Présentation de l'exercice | Rédigez la suite de l'article sur les alliances entre start-up et grands groupes pendant la crise sanitaire, en reprenant juste après sa dernière phrase.

En provoquant une interruption de 70% des nouvelles collaborations et un ralentissement de près de 30% des partenariats déjà établis, la crise a imposé un coup de frein brutal aux alliances entre start-up et grands groupes, selon l’étude publiée le 11 juin par Raise et Bain & Cie dans le cadre de leur programme commun David avec Goliath.
C’est la fin de « l’innovation washing » pour les grands groupes mais surtout la douche froide pour les start-up qui dépendent des dépenses discrétionnaires de donneurs d’ordres pris dans la tourmente de la crise sanitaire. C’est ce qu’illustre l’étude menée par « Raise et Bain & Cie » dans le cadre de leur programme « David avec Goliath » auprès de 26 grands groupes et de 120 jeunes entreprises. Selon cette enquête publiée le 11 juin, la crise liée au Covid-19 a provoqué une interruption de 70% des nouvelles collaborations en phase de prospection commerciale et un ralentissement conséquent de près de 30% des partenariats déjà établis. « Derrière ce paysage sombre, se cachent quelques belles histoires de solidarité », nuance toutefois Olivier Marchal, président de Bain & Cie en France, pendant le webinar commentant les résultats de l’étude. 35% des grandes entreprises ont ainsi aidé financièrement leurs jeunes partenaires au travers d’avances de trésorerie ou des paiements rapides, 50% d’entres elles les ont aidés à développer des opportunités commerciales, et 80% ont continué à animer leurs alliances avec de jeunes entreprises en passant en mode virtuel. Par ailleurs, 45% des grandes entreprises ont lancé pendant la crise une initiative citoyenne avec un partenaire start-up.

Entrées fournies |
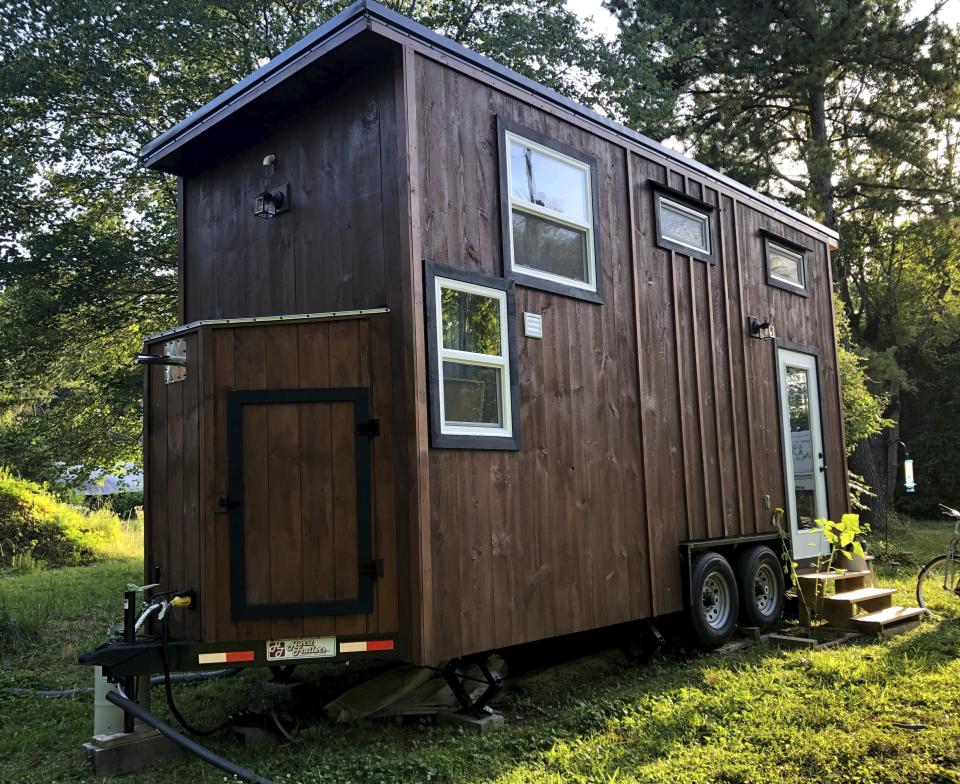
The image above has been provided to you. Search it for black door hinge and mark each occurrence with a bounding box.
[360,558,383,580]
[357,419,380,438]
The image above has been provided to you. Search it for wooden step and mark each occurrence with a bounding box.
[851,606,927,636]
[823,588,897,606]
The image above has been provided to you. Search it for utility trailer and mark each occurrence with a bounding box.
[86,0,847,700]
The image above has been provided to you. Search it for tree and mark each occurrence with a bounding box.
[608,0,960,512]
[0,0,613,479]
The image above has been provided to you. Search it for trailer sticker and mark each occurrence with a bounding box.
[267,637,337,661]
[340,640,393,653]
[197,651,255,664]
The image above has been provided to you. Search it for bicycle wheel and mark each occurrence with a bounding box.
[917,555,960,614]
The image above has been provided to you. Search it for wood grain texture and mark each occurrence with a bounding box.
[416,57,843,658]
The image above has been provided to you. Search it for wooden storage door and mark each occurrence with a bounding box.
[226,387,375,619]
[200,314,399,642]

* * *

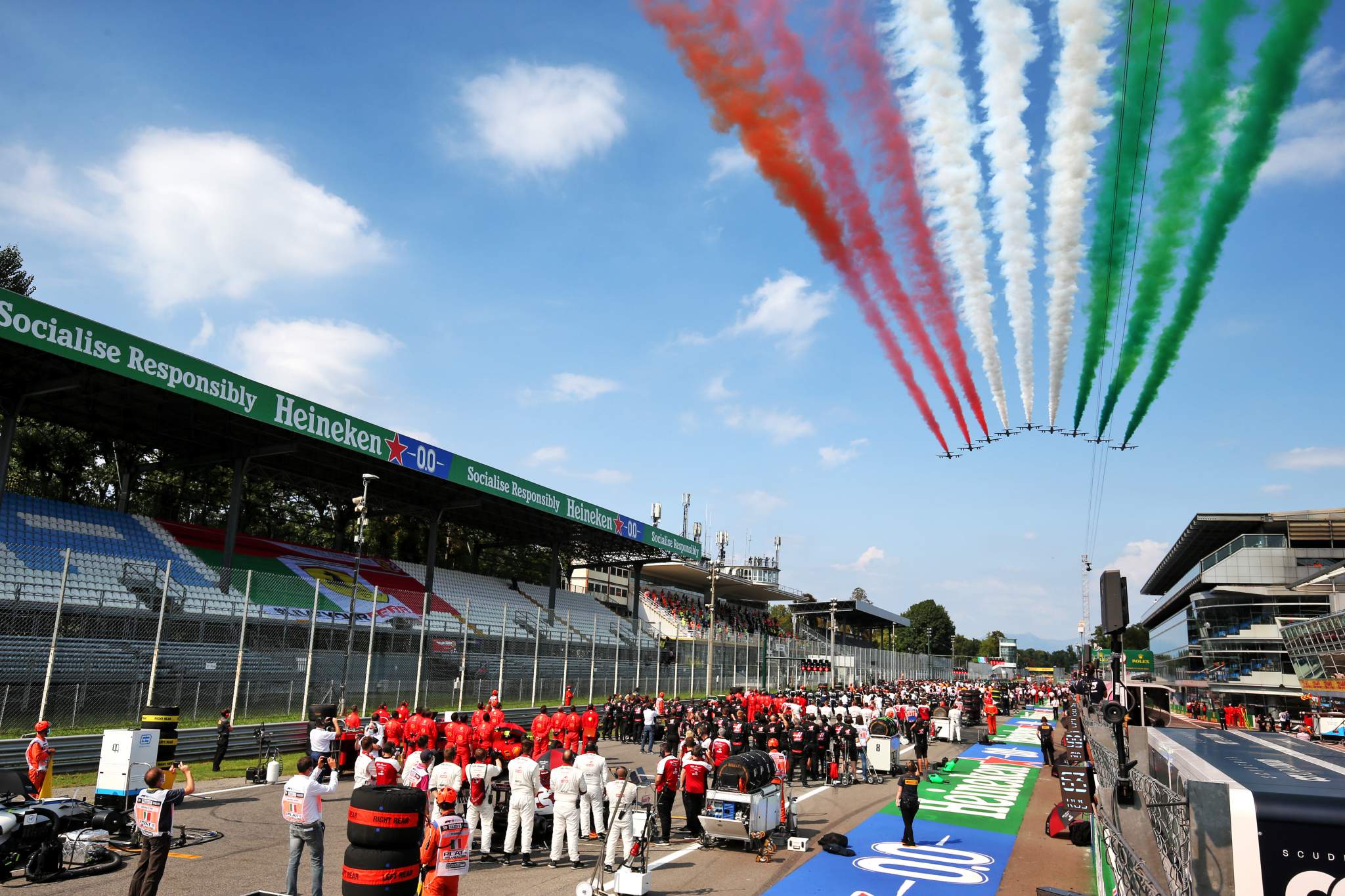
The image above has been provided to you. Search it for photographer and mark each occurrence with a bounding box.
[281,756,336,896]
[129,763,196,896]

Réponse rédigée |
Le moment de vérité
« Année après année, nous avons encouragé les collaborations entre les « David » et les « Goliath » que sont les jeunes et les grandes entreprises, et démontré combien leurs alliances nourrissaient leur succès commun. La crise sanitaire, économique et sociale provoquée par le Covid-19 est sans précédent, et les alliances, elles aussi, en sortiront transformées», explique Gonzague de Blignières, co-fondateur de RAISE. De fait, la crise a agi comme un révélateur des faiblesses mais aussi des forces des alliances établies: pour les grands groupes, soudainement confrontés à une diminution de leurs moyens, ils ont été forcés de se concentrer sur des résultats importants en passant du "nice to have au must have". Pour les jeunes entreprises, il s’est révélé crucial de solidifier et valoriser leur offre cœur de métier auprès de leurs clients. Message bien reçu côté startup : « Pour les 24 prochains mois, l’attention sera portée sur comment nous nous vendons et nous rendons indispensables », assure Quentin Guilluy, co-fondateur d’Andjaro, éditeur d’une plateforme de transfert ponctuel de collaborateurs. En remettant la création de valeur au cœur des priorités, la crise a certes montré la nécessité d’adapter les alliances entre grandes et jeunes entreprises, mais elle a aussi établi la pertinence de ces dernières. En effet, 95% des grandes entreprises jugent les alliances avec des start-up toujours pertinentes voire déterminantes pour la reprise économique. A l’avenir seront favorisées les alliances jugées essentielles à la création de valeur pour l’activité actuelle ou pour la reprise.
Et le M&A dans tout ça ?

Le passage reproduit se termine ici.